TASK TO CARRY OUT: From the listing below, pull out the lines that hold "each".

___ RECORD EXTRACTS

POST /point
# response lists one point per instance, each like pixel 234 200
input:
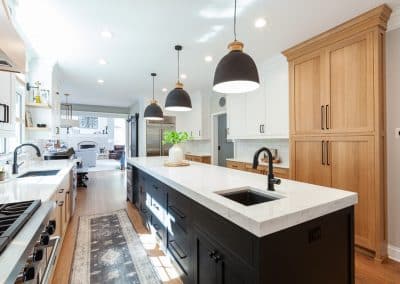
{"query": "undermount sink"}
pixel 39 173
pixel 248 196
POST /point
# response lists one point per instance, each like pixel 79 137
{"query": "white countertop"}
pixel 277 165
pixel 198 154
pixel 300 202
pixel 14 256
pixel 34 188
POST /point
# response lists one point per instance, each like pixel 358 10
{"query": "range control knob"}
pixel 53 223
pixel 50 229
pixel 44 239
pixel 29 273
pixel 37 255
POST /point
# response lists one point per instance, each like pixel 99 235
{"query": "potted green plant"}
pixel 175 138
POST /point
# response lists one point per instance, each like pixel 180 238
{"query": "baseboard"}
pixel 394 253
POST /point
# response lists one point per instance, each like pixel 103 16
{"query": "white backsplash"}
pixel 245 149
pixel 197 147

______

ANSWER SPACE:
# response lists one point per instance, each like pixel 234 200
# response lists one point per instance, each like pixel 79 137
# response lists one point per instance, each like pixel 358 10
# response lists one point per instance, each like pixel 99 235
# response lists one point per instance, each like pixel 180 238
# response lists one point per instance, each like pixel 103 16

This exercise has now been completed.